> **Texto para leitura**:
++++++++
E no entardecer do dia 21 de setembro de 1761, na Praça do Rossio, no
centro de Lisboa, um santo foi queimado na fogueira dos hereges. Gabriel
Malagrida entregou a alma a Deus e o corpo aos carrascos. Tinha 72 anos, 30
deles passados de pés descalços peregrinando pelo Norte e Nordeste brasileiros.
Ergueu igrejas e mosteiros, protegeu índios e prostitutas, caminhou mais de dez
mil quilômetros entre o Pará e a Bahia. Ganhou fama de taumaturgo, milagreiro.
++++++++
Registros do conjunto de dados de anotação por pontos

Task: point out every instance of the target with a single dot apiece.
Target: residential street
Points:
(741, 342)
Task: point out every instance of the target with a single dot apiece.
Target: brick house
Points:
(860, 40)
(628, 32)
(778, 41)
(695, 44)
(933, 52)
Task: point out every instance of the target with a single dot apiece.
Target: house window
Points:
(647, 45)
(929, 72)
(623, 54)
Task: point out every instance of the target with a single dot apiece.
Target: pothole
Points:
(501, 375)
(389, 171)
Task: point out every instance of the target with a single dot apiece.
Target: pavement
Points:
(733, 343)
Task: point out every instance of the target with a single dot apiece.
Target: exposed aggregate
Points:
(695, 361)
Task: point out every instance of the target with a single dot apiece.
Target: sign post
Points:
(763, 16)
++++++++
> **Tarefa proposta**:
Edite o trecho do texto sobre Gabriel Malagrida que começa em "E no entardecer" e segue até "de taumaturgo, milagreiro.", substituindo "mosteiros" por "conventos". As linhas constituem um material à parte, sem relação com o texto.

> **Resposta do exercício**:
E no entardecer do dia 21 de setembro de 1761, na Praça do Rossio, no
centro de Lisboa, um santo foi queimado na fogueira dos hereges. Gabriel
Malagrida entregou a alma a Deus e o corpo aos carrascos. Tinha 72 anos, 30
deles passados de pés descalços peregrinando pelo Norte e Nordeste brasileiros.
Ergueu igrejas e conventos, protegeu índios e prostitutas, caminhou mais de dez
mil quilômetros entre o Pará e a Bahia. Ganhou fama de taumaturgo, milagreiro.